Orientações para realizar uma sessão espírita

No final do século XIX, a Capital do Império era agitada por um movimento espírita efervescente. Encontrei num periódico da época(Revista Spírita da Sociedade Acadêmica Deus, Christo e Caridade) um artigo publicado em Janeiro de 1882 com orientações para a prática de uma sessão espírita, mas antes de tratarmos dele vamos a um breve resumo do resumo que podemos encontrar na Wikipedia sobre a História do Espiritismo no Brasil. 

Sociedade de Estudos Espiríticos – Grupo Confúcio, consta como sendo a primeira instituição espírita fundada no Rio de Janeiro, em 2 de Agosto de 1873. Nesse grupo é que surge a revelação de que O Anjo Ismael seria o Guia Espiritual do Brasil.

● Informações fornecidas

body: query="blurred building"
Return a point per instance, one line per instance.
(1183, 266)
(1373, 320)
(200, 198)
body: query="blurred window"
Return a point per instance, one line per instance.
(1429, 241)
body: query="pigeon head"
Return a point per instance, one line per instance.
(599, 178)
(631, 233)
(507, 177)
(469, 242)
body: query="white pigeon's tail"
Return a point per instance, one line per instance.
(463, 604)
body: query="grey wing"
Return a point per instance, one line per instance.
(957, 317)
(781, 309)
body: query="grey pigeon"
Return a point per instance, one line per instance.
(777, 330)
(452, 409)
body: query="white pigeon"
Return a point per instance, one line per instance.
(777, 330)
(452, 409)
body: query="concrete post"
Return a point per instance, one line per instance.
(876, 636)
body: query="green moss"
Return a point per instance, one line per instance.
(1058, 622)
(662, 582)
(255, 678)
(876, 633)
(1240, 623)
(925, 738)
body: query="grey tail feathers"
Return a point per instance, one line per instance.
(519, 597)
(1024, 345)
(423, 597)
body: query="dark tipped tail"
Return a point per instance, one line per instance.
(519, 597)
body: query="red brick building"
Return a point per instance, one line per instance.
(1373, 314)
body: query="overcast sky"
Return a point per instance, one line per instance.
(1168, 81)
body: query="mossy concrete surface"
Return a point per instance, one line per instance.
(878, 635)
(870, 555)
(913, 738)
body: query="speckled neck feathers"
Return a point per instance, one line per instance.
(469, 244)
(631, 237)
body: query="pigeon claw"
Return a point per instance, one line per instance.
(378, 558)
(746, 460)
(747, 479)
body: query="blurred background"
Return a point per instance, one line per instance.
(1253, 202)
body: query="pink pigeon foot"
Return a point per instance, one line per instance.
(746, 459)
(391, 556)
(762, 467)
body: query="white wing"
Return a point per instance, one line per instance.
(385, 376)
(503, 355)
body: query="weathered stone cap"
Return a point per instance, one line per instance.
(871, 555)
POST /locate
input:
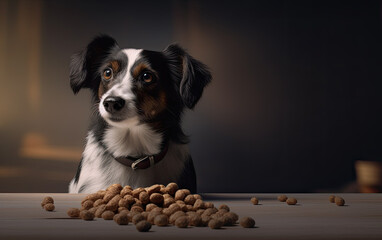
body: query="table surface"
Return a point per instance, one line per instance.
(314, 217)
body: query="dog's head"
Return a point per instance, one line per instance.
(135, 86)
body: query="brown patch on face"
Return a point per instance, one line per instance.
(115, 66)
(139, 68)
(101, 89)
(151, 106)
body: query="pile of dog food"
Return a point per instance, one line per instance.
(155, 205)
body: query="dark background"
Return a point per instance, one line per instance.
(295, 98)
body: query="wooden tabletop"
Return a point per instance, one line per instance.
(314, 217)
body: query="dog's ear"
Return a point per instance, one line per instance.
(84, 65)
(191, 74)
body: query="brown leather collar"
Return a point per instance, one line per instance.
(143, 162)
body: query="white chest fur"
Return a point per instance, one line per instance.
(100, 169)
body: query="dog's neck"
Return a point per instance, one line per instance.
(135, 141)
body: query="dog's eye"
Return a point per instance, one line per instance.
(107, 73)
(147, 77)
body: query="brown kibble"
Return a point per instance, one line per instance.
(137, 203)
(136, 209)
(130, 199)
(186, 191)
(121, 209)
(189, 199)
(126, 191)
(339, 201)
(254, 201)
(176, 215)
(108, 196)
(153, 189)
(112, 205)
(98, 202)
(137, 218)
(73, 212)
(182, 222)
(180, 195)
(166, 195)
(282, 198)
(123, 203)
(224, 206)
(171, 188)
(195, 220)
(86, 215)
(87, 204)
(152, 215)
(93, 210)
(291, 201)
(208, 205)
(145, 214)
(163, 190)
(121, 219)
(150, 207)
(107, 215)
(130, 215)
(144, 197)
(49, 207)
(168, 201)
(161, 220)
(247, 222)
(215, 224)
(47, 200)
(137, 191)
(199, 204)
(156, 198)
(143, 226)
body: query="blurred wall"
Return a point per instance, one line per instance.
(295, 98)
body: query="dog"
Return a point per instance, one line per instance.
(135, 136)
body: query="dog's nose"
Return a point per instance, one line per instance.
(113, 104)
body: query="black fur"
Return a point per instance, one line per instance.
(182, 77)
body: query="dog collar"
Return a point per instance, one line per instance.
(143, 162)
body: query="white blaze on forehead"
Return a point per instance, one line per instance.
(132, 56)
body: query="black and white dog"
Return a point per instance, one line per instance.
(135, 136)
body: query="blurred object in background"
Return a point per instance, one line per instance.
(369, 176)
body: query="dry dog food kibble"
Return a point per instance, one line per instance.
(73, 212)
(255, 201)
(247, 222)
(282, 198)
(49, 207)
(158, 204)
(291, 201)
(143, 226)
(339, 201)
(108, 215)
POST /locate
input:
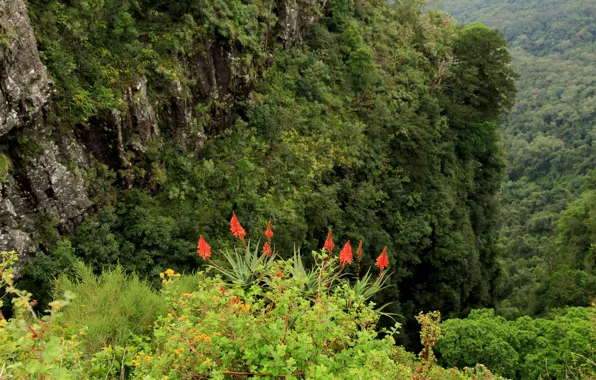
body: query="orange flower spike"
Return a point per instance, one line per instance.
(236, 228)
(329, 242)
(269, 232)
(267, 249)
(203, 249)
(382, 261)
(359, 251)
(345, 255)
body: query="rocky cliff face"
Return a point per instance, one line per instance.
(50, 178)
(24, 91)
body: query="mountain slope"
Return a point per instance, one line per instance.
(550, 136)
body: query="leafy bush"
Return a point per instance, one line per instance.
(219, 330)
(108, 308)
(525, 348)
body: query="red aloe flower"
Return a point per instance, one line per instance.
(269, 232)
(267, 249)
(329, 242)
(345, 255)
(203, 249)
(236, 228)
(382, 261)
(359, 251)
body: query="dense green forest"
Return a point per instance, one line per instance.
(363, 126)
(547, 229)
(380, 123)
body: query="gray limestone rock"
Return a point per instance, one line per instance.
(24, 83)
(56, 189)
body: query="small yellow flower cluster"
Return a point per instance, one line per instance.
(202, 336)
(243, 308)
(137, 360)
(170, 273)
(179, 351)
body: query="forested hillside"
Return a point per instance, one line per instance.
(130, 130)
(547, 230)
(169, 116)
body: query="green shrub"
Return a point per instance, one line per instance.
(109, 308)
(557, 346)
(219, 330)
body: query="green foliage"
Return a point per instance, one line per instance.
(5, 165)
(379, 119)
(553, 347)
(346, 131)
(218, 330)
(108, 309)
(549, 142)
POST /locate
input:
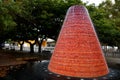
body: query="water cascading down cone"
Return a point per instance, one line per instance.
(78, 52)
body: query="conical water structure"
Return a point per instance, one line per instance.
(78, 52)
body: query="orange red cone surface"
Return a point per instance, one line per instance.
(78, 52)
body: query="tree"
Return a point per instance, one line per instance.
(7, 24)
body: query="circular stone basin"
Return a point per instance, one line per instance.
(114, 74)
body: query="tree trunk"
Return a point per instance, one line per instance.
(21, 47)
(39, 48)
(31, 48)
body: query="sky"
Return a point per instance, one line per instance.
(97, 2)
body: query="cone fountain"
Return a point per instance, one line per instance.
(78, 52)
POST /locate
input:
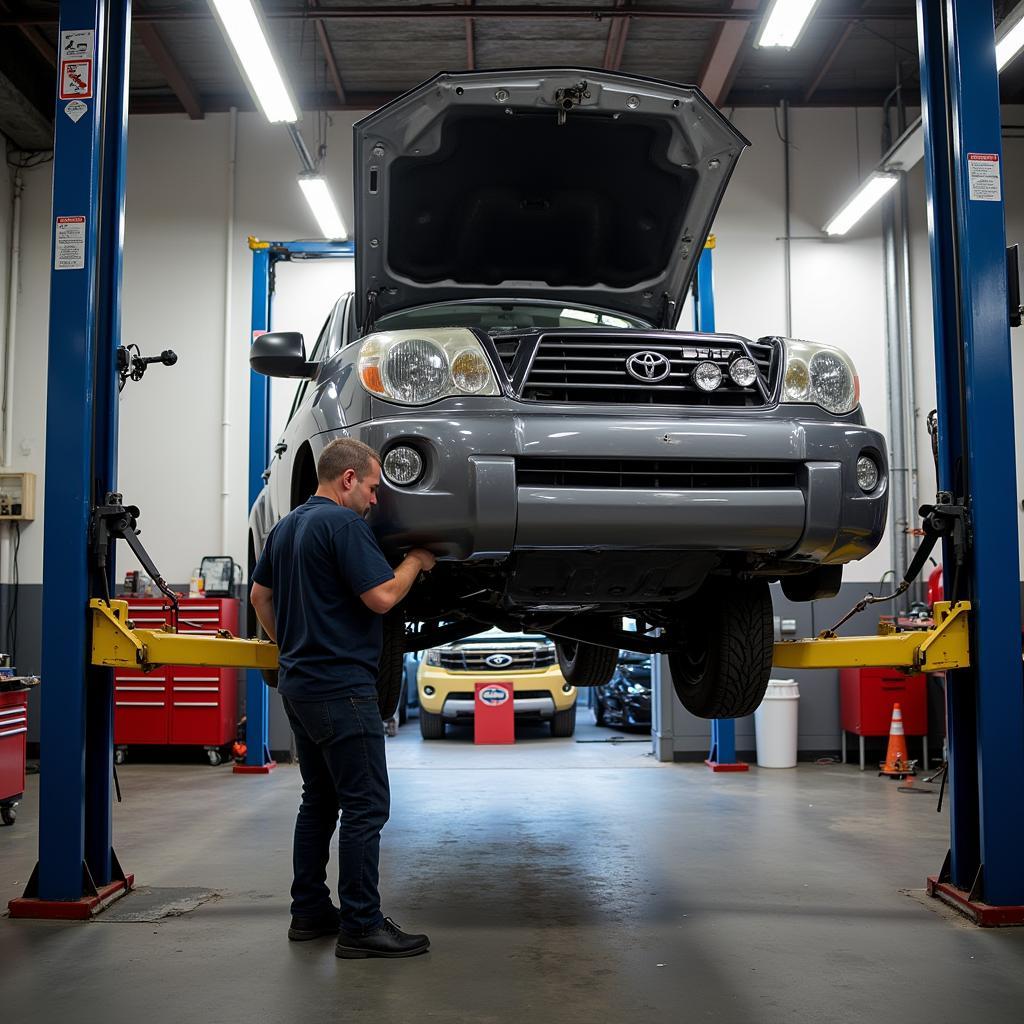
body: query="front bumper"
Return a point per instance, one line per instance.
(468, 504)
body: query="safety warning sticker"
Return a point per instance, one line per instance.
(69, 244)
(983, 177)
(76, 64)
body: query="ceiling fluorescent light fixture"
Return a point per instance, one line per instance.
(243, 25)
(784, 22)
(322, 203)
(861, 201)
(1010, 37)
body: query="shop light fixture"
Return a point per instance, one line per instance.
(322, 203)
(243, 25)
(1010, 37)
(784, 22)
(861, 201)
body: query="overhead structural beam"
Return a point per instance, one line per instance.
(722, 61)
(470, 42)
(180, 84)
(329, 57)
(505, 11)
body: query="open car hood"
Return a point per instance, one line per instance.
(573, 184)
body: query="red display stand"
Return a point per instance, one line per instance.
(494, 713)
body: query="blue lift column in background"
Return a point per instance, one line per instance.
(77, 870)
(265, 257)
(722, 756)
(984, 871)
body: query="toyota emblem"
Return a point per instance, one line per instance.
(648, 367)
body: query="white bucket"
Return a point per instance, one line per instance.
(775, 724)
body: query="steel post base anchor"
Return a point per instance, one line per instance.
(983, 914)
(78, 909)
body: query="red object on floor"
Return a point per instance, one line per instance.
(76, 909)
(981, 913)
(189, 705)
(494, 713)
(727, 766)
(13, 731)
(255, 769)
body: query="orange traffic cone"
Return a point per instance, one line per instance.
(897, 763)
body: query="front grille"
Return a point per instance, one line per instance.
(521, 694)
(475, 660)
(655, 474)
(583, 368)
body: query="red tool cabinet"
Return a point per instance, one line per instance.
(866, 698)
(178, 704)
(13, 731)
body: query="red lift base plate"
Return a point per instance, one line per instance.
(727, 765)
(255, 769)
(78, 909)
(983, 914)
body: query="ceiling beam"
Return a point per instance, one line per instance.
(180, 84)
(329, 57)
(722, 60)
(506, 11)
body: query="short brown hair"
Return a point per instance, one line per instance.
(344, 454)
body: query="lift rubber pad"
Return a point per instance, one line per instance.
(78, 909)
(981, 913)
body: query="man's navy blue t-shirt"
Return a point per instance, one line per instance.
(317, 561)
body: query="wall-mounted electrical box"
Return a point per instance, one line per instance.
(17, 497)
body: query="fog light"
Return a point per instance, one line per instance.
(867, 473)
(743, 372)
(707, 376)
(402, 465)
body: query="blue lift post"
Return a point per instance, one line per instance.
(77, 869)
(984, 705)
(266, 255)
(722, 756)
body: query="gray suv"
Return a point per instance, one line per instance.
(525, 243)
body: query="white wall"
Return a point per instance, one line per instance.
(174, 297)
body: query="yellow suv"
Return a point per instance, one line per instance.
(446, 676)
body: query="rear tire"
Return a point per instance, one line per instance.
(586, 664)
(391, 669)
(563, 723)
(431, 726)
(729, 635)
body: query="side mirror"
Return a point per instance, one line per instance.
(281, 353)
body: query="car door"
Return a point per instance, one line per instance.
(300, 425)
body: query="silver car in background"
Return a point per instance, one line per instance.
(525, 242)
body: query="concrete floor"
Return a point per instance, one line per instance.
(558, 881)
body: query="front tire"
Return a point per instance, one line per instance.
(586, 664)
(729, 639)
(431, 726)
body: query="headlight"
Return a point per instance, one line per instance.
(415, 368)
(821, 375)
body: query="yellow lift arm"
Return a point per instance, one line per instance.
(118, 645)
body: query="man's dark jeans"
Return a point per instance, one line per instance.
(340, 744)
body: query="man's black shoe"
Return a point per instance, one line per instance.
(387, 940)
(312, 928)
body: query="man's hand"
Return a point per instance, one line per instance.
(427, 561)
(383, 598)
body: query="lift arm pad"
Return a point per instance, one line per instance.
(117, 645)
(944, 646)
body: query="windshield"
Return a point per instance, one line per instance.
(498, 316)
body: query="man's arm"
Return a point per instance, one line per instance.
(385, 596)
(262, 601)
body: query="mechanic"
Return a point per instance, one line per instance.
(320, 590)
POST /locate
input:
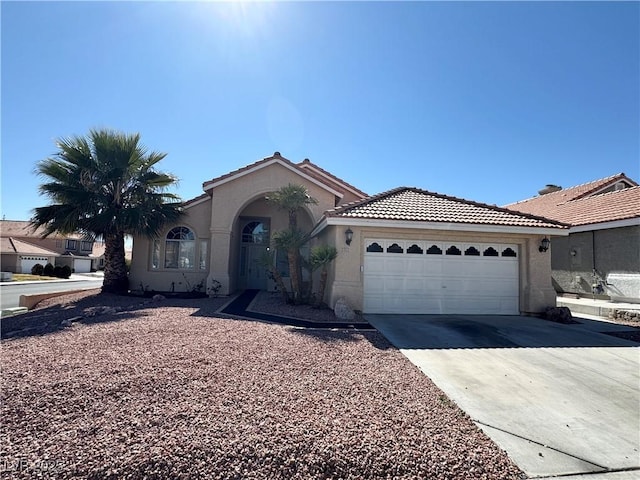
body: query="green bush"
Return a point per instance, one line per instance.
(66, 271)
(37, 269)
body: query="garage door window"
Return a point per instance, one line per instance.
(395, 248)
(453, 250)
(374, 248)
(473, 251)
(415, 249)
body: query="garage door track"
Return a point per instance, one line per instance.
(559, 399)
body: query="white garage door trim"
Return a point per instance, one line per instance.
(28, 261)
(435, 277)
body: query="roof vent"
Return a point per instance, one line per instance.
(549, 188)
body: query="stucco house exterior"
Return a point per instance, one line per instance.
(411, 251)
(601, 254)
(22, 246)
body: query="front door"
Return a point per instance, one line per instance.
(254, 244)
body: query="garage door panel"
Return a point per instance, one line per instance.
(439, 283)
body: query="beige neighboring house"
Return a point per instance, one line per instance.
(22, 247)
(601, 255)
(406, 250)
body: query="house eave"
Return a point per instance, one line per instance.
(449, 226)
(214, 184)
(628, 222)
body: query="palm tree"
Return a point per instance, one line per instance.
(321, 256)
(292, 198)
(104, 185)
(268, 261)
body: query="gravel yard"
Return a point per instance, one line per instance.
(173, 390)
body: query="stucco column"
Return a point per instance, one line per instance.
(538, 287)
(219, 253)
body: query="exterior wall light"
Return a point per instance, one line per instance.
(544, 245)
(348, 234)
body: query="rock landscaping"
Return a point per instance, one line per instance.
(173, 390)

● Objetivo do exercício
Liste todas as expressões do texto sobre a sessão espírita que situam algo no tempo por século, mês ou ano.

● Resposta escrita
- final do século XIX
- Janeiro de 1882
- 2 de Agosto de 1873